▶ Document passage
Figure 1: Notations and separate channels

Inside a host, the CC and FEC entities can be regarded as conceptually separate:¶

  |            ^             |             ^
  | source     | coding      |packets      | sending
  | packets    | rate        |requirements | rate (or
  v            |             v             | window)
+---------------+source     +-----------------+
|    FEC        |and/or     |    CC           |
|               |repair     |                 |source
|               |symbols    |                 |packets
+---------------+==>        +-----------------+==>
  ^                                       ^
  | signaling about                       | network
  | losses and/or                         | information
  | repaired symbols

Figure 2: Separate entities (sender-side)

  |                                 |
  | source and/or                   | packets
  | repair symbols                  |
  v                                 v
+---------------+              +-----------------+
|    FEC        |signaling     |    CC           |
|               |repaired      |                 |network
|               |symbols       |                 |information
+---------------+==>           +-----------------+==>

Figure 3: Separate entities (receiver-side)

▶ Brief 1
List every figure caption in the passage on CC and FEC entities, each with its figure number.
The passage above and the listing that follows have no connection to each other.

▶ Data

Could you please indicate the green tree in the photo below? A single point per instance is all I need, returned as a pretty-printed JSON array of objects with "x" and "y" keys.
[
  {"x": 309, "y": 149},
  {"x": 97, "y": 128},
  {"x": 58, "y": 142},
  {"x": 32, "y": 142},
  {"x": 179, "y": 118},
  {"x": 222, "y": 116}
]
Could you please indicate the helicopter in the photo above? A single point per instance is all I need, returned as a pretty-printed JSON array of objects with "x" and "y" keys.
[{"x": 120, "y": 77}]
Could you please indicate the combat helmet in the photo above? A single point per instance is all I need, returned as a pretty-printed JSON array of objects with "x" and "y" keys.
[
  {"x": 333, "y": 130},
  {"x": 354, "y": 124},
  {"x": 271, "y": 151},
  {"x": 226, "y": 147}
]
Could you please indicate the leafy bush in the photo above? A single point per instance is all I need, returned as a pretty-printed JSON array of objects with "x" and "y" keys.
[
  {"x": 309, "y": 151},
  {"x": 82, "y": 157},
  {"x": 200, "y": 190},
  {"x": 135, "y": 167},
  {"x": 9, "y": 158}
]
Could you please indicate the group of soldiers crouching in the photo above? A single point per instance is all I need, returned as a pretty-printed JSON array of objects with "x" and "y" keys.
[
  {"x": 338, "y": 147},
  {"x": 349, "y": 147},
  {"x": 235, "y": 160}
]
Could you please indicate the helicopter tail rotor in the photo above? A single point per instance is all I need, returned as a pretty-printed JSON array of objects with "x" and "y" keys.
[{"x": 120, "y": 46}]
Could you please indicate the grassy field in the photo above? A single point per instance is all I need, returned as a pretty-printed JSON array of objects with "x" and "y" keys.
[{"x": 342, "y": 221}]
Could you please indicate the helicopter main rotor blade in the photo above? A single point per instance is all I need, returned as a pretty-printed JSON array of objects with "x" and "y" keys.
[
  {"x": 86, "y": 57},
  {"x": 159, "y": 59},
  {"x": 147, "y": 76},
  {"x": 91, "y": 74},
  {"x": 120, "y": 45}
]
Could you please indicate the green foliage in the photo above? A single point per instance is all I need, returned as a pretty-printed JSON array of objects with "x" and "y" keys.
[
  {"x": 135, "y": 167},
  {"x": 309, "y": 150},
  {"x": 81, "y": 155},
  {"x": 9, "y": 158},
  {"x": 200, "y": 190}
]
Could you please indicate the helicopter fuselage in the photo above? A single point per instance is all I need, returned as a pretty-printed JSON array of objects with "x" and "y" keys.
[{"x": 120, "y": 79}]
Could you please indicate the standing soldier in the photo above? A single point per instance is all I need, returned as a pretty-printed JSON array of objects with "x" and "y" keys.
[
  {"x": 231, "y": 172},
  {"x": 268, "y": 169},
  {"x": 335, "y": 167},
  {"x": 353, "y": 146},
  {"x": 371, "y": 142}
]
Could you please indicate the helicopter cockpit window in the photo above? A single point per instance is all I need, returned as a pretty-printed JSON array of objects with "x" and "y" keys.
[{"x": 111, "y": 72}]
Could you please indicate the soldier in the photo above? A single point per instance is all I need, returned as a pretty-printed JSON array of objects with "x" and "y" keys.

▶ Brief 2
How many lines of the listing contain the string "combat"? Case counts. Give only the number.

▶ Result 1
Figure 1: Notations and separate channels
Figure 2: Separate entities (sender-side)
Figure 3: Separate entities (receiver-side)

▶ Result 2
1